◆ TASK PROMPT
In the records below, report every line that contains the word "white", copying each one in full.

◆ RECORDS SUPPLIED
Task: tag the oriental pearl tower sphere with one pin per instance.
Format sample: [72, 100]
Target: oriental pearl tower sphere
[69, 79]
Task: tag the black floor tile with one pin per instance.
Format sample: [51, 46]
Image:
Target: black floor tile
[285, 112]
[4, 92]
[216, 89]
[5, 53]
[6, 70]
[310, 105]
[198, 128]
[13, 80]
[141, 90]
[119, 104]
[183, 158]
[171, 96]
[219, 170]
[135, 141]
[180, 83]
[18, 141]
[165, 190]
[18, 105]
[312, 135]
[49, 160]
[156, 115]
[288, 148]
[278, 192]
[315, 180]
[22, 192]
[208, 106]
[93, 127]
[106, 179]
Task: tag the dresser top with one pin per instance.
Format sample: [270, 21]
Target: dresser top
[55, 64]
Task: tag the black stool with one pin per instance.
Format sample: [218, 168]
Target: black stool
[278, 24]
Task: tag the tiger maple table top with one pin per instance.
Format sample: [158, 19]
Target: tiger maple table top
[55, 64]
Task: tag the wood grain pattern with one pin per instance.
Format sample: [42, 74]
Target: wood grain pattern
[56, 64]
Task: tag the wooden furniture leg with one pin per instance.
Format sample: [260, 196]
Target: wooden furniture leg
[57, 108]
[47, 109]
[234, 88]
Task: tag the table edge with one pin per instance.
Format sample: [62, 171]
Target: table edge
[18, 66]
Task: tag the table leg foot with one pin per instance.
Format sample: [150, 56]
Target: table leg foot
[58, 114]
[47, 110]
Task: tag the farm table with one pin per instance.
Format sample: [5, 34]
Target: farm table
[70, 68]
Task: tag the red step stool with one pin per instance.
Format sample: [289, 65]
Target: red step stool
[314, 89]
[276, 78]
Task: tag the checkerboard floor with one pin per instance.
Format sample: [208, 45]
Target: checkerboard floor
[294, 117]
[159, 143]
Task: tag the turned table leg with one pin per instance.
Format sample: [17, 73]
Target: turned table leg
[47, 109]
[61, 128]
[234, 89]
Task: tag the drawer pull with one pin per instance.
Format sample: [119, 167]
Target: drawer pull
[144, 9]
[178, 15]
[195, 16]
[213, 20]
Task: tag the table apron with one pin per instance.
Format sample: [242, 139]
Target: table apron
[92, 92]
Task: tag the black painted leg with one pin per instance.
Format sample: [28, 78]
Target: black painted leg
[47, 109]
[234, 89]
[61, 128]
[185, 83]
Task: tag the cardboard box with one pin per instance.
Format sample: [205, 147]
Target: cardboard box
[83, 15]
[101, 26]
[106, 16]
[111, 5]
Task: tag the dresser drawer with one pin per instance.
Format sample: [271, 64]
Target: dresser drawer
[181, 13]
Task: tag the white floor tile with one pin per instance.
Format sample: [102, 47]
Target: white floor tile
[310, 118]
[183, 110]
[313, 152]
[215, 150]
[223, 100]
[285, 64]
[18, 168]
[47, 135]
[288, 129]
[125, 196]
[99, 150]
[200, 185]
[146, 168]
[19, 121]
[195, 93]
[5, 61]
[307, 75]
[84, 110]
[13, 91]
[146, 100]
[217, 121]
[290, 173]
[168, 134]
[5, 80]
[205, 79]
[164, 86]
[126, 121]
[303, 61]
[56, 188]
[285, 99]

==

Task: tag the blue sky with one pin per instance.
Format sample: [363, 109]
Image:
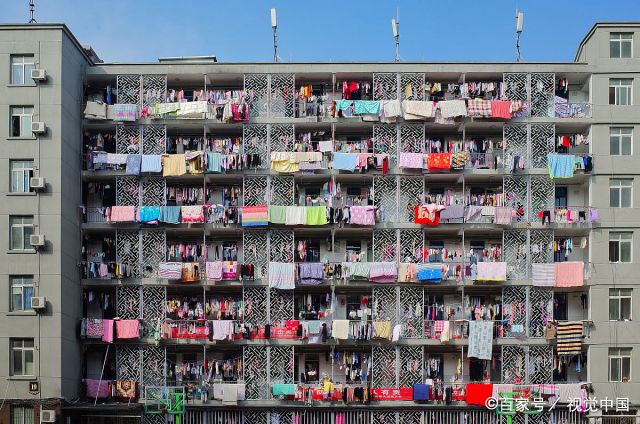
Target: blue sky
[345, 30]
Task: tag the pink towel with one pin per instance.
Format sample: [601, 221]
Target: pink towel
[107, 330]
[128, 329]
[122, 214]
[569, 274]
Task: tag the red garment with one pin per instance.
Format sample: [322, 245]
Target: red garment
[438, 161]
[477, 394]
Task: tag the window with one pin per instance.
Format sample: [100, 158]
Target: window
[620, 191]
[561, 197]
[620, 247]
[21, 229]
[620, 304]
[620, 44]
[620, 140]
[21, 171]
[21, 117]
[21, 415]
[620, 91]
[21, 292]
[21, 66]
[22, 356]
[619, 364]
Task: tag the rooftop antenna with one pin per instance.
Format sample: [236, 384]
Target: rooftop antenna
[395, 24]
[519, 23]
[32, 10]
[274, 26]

◆ IN RESPONSE
Task: tag the white floor tile with one pin per instance.
Target: white floor tile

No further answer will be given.